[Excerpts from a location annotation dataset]
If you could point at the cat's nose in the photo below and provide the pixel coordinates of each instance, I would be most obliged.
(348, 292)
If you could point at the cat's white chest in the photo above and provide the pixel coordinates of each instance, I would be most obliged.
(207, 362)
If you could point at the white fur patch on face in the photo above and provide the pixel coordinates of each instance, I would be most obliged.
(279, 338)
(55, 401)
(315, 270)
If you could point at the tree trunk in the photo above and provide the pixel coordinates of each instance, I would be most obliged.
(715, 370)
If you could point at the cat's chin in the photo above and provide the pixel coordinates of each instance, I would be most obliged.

## Directions for this task:
Could you set down all of the items above, word for word?

## Written answer:
If you could point at the cat's nose in the photo below and provide the pixel coordinates of each instance, I would be most obliged.
(348, 292)
If you could point at the cat's white chest in the photo above and provide the pixel coordinates of each instance, I would be most obliged.
(207, 362)
If you could point at the white fur patch on face in the photo above and provide the pixel coordinates of each instance, I would be most obliged.
(279, 338)
(55, 401)
(315, 270)
If you could point at the tree trunk in the photo above and provide the pixel coordinates of each instance, I would be most obliged.
(715, 370)
If you could point at the cat's chin in the photo above and provide the pixel coordinates of each instance, I would be most obliged.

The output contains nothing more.